## [TEXT SHOWN]
········

Archive for March, 2023

RICEBOY SLEEPS: 3 STARS. “a portrayal of isolation and frustration.”

“Riceboy Sleeps,” a new drama from Vancouver director Anthony Shim, and now playing in theatres, is a meditative study in the immigrant experience in Canada through the lens of a mother and son relationship.

Set in the 1990s, Choi Seung-yoon is So-young, a single-mother to Dong-Hyun (as a child played by Dohyun Noel Hwang, later, as a teen by Ethan Hwang), who moved to Canada from Korea following the death of her husband. Once in Canada, the better life she hoped for seems just out of reach.

At her factory job So-young faces discrimination and, at school Dong-hyun is teased because his lunches are different than the sandwiches everyone has in their lunch boxes. His teacher even anglicizes his name to David because she can’t properly pronounce Dong-hyun.

Life isn’t easy for them. Dong-hyun, who, trying to assimilate to his new home, dyes his hair blonde and wears blue contacts, is suspended from school for fighting, and turns to drugs.

Gradually mother and son drift apart, but when So-young receives life-changing news, they attempt to reconnect with one another and with their heritage on a trip to Korea.

“Riceboy Sleeps” occasionally dips into melodrama, but is remarkably effective in its portrayal of the isolation and frustration that envelopes So-young and Dong-hyun’s new life. It’s in the details, the small (and sometimes not so small) behaviors, that define their interactions with many co-workers, doctors and even Dong-hyun’s teachers. Director Shim smartly visualizes the cultural claustrophobia with a boxy aspect ratio that doesn’t open up until the Korean sequences.

········

## [EXERCISE DATA]
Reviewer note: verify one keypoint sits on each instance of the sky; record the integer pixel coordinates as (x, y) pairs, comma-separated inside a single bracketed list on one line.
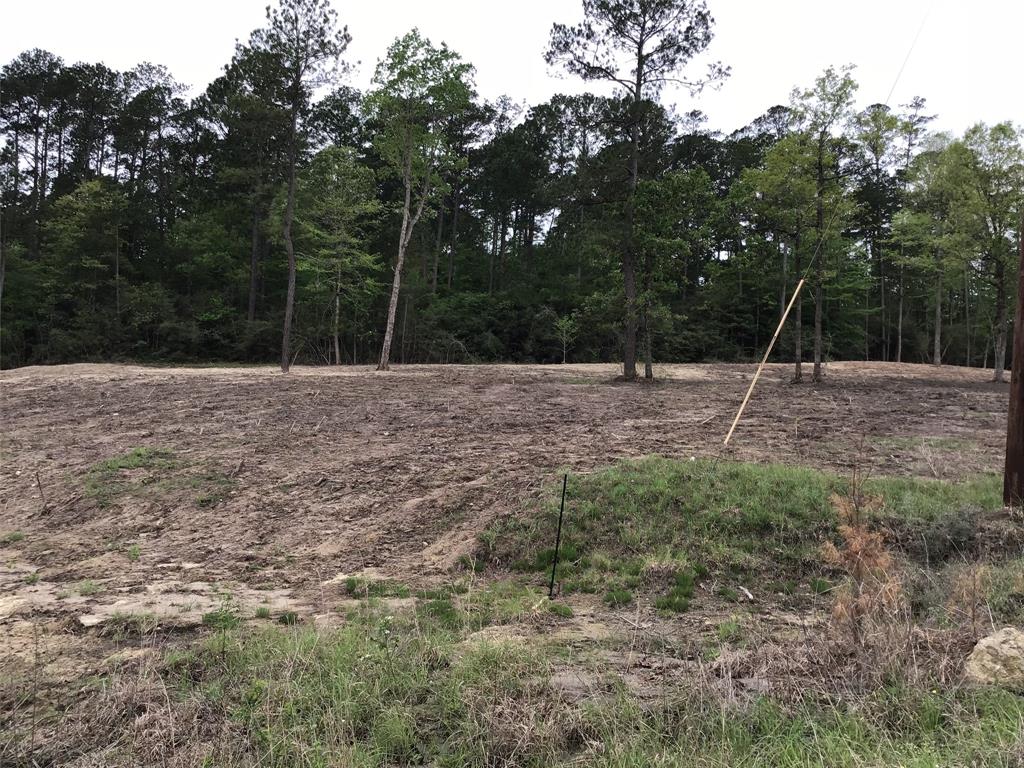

········

## [WHAT YOU WILL DO]
1. For the Riceboy Sleeps review, say whether each statement agrees with it. Answer yes or no, and quote the review's deciding words.
(a) The film is set in the 1990s.
(b) Dong-hyun's teacher calls him David.
(c) The film keeps the same boxy frame from start to finish.
2. Answer these questions from the Riceboy Sleeps review.
(a) What city is director Anthony Shim from?
(b) Where does So-young work?
(c) To what country do mother and son travel to reconnect with their heritage?
The listing has nothing to do with the text about the film.

## [ANSWERS FOR THE EXERCISE]
1.
(a) Yes: "Set in the 1990s"
(b) Yes: "His teacher even anglicizes his name to David"
(c) No: "a boxy aspect ratio that doesn’t open up until the Korean sequences"

2.
(a) Vancouver
(b) At a factory
(c) Korea